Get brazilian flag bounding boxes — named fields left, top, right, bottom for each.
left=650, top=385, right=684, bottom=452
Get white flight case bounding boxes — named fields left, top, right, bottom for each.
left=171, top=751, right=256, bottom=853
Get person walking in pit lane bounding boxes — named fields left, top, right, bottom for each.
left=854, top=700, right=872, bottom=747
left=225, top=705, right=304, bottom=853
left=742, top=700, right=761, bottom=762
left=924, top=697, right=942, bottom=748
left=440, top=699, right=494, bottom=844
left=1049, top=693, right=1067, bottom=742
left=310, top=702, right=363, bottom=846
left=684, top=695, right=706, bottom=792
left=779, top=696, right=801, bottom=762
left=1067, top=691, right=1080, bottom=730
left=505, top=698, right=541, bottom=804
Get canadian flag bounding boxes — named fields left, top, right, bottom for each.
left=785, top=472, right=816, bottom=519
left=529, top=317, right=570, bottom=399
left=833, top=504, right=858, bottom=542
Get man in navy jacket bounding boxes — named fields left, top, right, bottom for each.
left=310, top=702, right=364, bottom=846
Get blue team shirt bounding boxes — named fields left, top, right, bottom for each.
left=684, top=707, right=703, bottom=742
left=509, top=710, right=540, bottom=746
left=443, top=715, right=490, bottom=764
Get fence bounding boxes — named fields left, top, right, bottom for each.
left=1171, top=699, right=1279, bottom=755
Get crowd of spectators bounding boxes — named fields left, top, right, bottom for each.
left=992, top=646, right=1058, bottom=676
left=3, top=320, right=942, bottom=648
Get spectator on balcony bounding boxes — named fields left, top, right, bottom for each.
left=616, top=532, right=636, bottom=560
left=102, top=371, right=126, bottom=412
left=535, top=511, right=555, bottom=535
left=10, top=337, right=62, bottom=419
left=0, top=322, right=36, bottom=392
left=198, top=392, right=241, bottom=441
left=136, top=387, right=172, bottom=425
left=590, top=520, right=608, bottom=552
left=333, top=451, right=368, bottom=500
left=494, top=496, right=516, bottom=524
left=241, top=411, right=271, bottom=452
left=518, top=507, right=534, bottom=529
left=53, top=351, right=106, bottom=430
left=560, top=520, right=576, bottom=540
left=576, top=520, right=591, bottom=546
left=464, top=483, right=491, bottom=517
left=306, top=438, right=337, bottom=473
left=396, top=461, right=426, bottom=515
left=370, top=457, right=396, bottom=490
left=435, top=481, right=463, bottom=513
++++++++++++++++++++
**Work required**: All of the entries above should be written out verbatim.

**Result of the task**:
Get brazilian flag bounding boxes — named fields left, top, right, bottom for each.
left=650, top=385, right=684, bottom=452
Get white flight case bounding boxes — named fields left, top, right, bottom for each.
left=171, top=751, right=256, bottom=853
Get person walking in pit lane bounding boxes — named fields left, top, right, bottom for each.
left=854, top=700, right=872, bottom=747
left=225, top=705, right=304, bottom=853
left=742, top=700, right=761, bottom=762
left=924, top=697, right=942, bottom=748
left=440, top=699, right=494, bottom=844
left=1049, top=693, right=1067, bottom=742
left=310, top=702, right=363, bottom=846
left=684, top=695, right=706, bottom=792
left=779, top=696, right=801, bottom=762
left=1067, top=691, right=1080, bottom=730
left=505, top=698, right=541, bottom=804
Get canadian flag bounding boxes — named fields left, top, right, bottom for each.
left=785, top=472, right=816, bottom=519
left=529, top=317, right=570, bottom=399
left=833, top=504, right=858, bottom=542
Get man in navy jacket bounding boxes — named fields left, top, right, bottom for each.
left=310, top=702, right=364, bottom=846
Get blue team shirt bounding boxes — named fields left, top, right, bottom for each.
left=684, top=707, right=703, bottom=742
left=509, top=710, right=540, bottom=746
left=443, top=715, right=490, bottom=764
Get fence bounding boxes — named fields left, top, right, bottom for each.
left=1171, top=699, right=1279, bottom=755
Get crowd of spectators bounding boxes — named fields left, top, right, bottom for each.
left=992, top=646, right=1058, bottom=676
left=3, top=320, right=942, bottom=648
Get spectator on balcony bounding boxes — named fields left, top, right, bottom for each.
left=616, top=532, right=636, bottom=560
left=102, top=371, right=126, bottom=412
left=535, top=511, right=555, bottom=535
left=10, top=337, right=62, bottom=419
left=0, top=322, right=36, bottom=392
left=198, top=392, right=241, bottom=441
left=136, top=387, right=172, bottom=425
left=590, top=520, right=608, bottom=552
left=333, top=451, right=368, bottom=500
left=494, top=496, right=516, bottom=524
left=241, top=411, right=271, bottom=452
left=518, top=507, right=534, bottom=529
left=53, top=351, right=106, bottom=430
left=560, top=520, right=576, bottom=540
left=576, top=520, right=591, bottom=546
left=464, top=483, right=491, bottom=517
left=306, top=438, right=337, bottom=473
left=396, top=461, right=426, bottom=515
left=370, top=457, right=396, bottom=490
left=435, top=481, right=463, bottom=513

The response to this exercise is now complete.